• What you have to do: Write out every record below exactly as it appears.

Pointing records
Start

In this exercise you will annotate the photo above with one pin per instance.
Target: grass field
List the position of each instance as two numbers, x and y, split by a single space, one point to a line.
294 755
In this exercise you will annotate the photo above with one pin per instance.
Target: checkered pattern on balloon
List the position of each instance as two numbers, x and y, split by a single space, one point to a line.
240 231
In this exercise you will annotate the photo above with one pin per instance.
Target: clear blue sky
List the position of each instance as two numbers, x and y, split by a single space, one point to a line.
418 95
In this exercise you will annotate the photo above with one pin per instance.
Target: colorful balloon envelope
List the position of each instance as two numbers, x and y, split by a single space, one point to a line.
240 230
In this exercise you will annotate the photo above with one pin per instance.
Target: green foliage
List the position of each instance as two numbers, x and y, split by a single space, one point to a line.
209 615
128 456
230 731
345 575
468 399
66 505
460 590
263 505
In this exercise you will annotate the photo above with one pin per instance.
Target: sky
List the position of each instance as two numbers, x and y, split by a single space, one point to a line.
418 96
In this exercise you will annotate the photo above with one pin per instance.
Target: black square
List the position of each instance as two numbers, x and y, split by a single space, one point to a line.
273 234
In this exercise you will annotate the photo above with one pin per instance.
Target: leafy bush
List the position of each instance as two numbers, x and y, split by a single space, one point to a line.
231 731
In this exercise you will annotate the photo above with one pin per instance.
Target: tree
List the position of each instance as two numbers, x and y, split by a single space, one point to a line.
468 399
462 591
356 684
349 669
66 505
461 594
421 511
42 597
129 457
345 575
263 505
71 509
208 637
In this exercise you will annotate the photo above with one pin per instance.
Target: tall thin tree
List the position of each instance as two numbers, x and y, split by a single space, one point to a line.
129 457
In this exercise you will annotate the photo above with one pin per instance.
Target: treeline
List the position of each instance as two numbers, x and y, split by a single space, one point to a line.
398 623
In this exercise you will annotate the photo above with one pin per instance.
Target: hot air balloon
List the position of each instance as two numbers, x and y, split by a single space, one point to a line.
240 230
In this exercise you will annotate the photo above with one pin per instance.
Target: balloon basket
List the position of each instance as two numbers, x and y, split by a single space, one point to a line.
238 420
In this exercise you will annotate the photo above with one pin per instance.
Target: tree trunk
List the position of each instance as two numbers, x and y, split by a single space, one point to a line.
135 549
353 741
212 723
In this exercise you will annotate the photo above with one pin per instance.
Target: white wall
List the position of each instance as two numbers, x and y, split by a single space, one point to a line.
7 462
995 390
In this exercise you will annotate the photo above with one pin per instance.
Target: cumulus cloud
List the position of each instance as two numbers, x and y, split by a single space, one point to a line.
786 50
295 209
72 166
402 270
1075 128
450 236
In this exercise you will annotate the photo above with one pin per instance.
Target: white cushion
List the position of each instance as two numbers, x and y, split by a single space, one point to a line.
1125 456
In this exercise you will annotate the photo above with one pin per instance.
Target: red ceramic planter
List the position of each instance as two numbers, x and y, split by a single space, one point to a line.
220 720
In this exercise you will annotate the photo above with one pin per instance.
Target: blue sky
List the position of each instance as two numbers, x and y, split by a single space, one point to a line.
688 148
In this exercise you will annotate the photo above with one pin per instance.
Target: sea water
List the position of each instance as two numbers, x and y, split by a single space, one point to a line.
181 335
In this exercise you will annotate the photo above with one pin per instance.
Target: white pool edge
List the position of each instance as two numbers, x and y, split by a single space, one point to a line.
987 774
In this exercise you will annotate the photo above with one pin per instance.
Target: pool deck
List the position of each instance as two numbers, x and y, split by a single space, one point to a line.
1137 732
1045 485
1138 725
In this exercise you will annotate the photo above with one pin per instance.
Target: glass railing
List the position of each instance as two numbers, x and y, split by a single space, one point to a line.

End

• Solution to this exercise:
In this exercise you will annotate the photo above with one pin per instance.
Target: grass field
List the position of each instance as two numbers, x and y, split by a single space, one point to a line.
294 755
In this exercise you will annotate the photo above with one pin per instance.
Target: checkered pattern on balloon
List the position of each instance as two numbers, x and y, split by a single space, one point to a line.
240 231
In this exercise you will annotate the photo above with one pin per instance.
Target: clear blue sky
List the position of each instance as two numbers, x and y, split by a single space, one point to a line.
418 95
In this exercise you will annotate the photo above with one pin per instance.
Target: colorful balloon envelope
List the position of each instance as two numbers, x and y, split by a single space, one point to a line.
240 230
In this exercise you will annotate the photo above with one pin per instance.
Target: green foliage
List the position of each instance as two numbers, x and y, split by a single space, one point to a line.
209 615
128 456
230 731
345 575
468 399
66 505
460 590
263 505
In this exercise you will annotate the photo above with one pin per instance.
Target: sky
List the position of each instance as two numbers, x and y, split by a single space, one point to a line.
418 96
In this exercise you will annotate the photo above with one pin per instance.
Target: black square
List the position of each instance as two numbers, x and y, split by a single space, one point to a line.
273 234
In this exercise you will annotate the photo above with one pin per instance.
Target: leafy bush
List the position of each instance as two numbers, x and y, split by a single space, one point to a line.
231 731
In this exercise you will annotate the photo above with one pin per instance.
Target: tree
List the position of each instance as two numbers, x and y, split by a single space, one point to a line.
468 399
462 591
356 684
349 669
66 505
461 594
421 511
42 597
129 457
345 575
263 505
71 509
208 637
In this exercise you will annotate the photo above with one pin per instance.
Target: tall thin tree
List the position of each instance as two numbers, x and y, split by a single space, one point to a line.
129 457
In this exercise you will annotate the photo above with one pin per instance.
Target: treeline
List the position of each instance as two numbers, x and y, split by a single space, one point to a line.
398 623
In this exercise you will annotate the photo above with one pin per instance.
Target: hot air balloon
List the position of each instance as two numbers, x and y, split by a single space, one point to a line.
240 230
In this exercise you will annotate the photo above with one pin per instance.
Target: balloon basket
List the position of each instance as two numbers, x and y, split by a single space, one point to a line.
238 420
In this exercise you will annotate the photo above with one pin per instance.
Target: tree trunk
List the position of each instance as two numbers, x and y, split by a single space, one point to a line.
135 549
353 741
212 723
In this exercise you will annotate the photo above with one pin per instance.
Target: white wall
List the position of each instance as two numbers, x and y, split by a single space, one point to a line.
7 462
995 390
In this exercise you will annotate the photo above with one pin per instance.
Target: cumulus cloud
List the position of each instance as two numbers, x and y, split by a single space, one point to a line.
786 50
295 209
72 166
402 270
1075 128
450 236
In this exercise you will annotate the photo above with one pin per instance.
Target: white cushion
List the position of each instance as two numbers, x and y, split by a single space, one point to a line.
1125 456
In this exercise you will annotate the photo above with one pin per instance.
Target: red ceramic planter
List the position of each instance as two numbers, x and y, split by a single space, one point to a line.
220 720
In this exercise you will annotate the photo above with one pin per instance.
Target: blue sky
List the position of each instance as two numbers, x and y, split by a single space, one point to a line.
688 148
In this exercise you will annotate the photo above with one pin per instance.
Target: sea water
List the position of each instance as two numbers, x and y, split by a single space, one point to a line.
181 335
In this exercise you will annotate the photo above with one pin per instance.
Target: white pool edge
List the position of each instance as two numbers, x and y, split by a single space, one point to a line.
987 774
In this exercise you will annotate the photo above with one pin per instance.
Target: pool deck
List the position of each instance as two numbers, x and y, split by a single space, one point to a line.
1137 732
1045 485
1138 725
In this exercise you will annotate the photo above with one pin per instance.
Target: glass railing
List the position of each instance as two numbers, x and y, split by a single space, one point to a line.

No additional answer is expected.